## Task
Reproduce the following material in full, keeping every line identical to the original.

## Excerpts of location labeling data
--- begin ---
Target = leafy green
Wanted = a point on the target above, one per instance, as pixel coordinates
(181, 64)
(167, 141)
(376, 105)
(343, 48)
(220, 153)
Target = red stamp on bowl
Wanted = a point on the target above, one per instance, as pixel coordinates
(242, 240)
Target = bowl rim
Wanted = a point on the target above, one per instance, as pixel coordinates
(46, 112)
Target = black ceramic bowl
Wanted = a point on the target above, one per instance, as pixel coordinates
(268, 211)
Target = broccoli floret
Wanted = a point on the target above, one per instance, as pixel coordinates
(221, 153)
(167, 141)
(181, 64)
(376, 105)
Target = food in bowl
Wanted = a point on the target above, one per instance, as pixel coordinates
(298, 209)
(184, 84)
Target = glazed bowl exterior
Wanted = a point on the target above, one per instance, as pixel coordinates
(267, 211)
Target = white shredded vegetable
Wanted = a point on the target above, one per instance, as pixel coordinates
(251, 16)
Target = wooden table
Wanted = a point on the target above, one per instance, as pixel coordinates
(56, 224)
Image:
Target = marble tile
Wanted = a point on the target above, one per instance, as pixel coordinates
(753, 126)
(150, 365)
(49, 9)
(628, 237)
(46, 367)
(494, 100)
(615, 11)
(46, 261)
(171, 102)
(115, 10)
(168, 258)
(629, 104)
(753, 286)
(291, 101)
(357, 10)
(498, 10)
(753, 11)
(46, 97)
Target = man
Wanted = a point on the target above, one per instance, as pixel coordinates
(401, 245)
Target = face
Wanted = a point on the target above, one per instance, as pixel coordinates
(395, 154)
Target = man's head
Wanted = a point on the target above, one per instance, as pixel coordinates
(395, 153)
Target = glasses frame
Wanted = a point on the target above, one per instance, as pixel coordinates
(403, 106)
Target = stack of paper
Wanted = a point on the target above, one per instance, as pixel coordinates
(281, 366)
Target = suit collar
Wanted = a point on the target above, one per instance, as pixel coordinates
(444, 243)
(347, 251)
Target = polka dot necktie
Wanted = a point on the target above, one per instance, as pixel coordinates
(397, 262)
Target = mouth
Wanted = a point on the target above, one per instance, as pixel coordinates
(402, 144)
--- end ---
## Response
Target = leafy green
Wanted = a point on the target above, one per instance, as pixel coordinates
(181, 64)
(167, 141)
(376, 105)
(343, 48)
(220, 153)
Target = red stamp on bowl
Wanted = a point on the target above, one per instance, as pixel coordinates
(242, 240)
Target = bowl rim
Wanted = a point on the target above, one per instance, as pixel coordinates
(46, 112)
Target = black ceramic bowl
Wanted = a point on the target above, one per instance, as pixel coordinates
(268, 211)
Target = broccoli floret
Wanted = a point on the target above, one per instance, as pixel coordinates
(221, 153)
(167, 141)
(181, 64)
(376, 105)
Target = food in bowl
Wanted = a point on the target above, one per instance, as pixel coordinates
(298, 209)
(184, 84)
Target = glazed bowl exterior
Wanted = a point on the target above, one per instance, as pixel coordinates
(267, 211)
Target = white shredded vegetable
Wanted = a point on the target above, one per instance, as pixel coordinates
(251, 16)
Target = wooden table
Wanted = a point on the target above, one per instance, as pixel coordinates
(56, 224)
Image:
Target = marble tile
Wanted = a point on the target above, one per instance, as pixel coordinates
(753, 126)
(150, 365)
(49, 9)
(628, 237)
(46, 367)
(494, 100)
(615, 11)
(46, 261)
(171, 102)
(115, 10)
(168, 258)
(629, 104)
(753, 286)
(291, 101)
(357, 10)
(498, 10)
(753, 11)
(46, 97)
Target = man
Wanted = a point on the target above, one per instance, as pixel coordinates
(401, 245)
Target = face
Wanted = a point on the target above, one per instance, as pixel coordinates
(395, 154)
Target = man's head
Wanted = a point on the target above, one per instance, as pixel coordinates
(395, 153)
Target = glasses frame
Wanted = a point on the target above, one per instance, as pixel coordinates
(403, 106)
Target = stack of paper
Wanted = a point on the target above, one per instance, as pixel coordinates
(281, 366)
Target = suit collar
Wanted = a point on the target above, one per instance, as pixel coordinates
(444, 243)
(347, 251)
Target = polka dot necktie
Wanted = a point on the target above, one per instance, as pixel coordinates
(397, 262)
Target = mouth
Wanted = a point on the target above, one per instance, as pixel coordinates
(402, 144)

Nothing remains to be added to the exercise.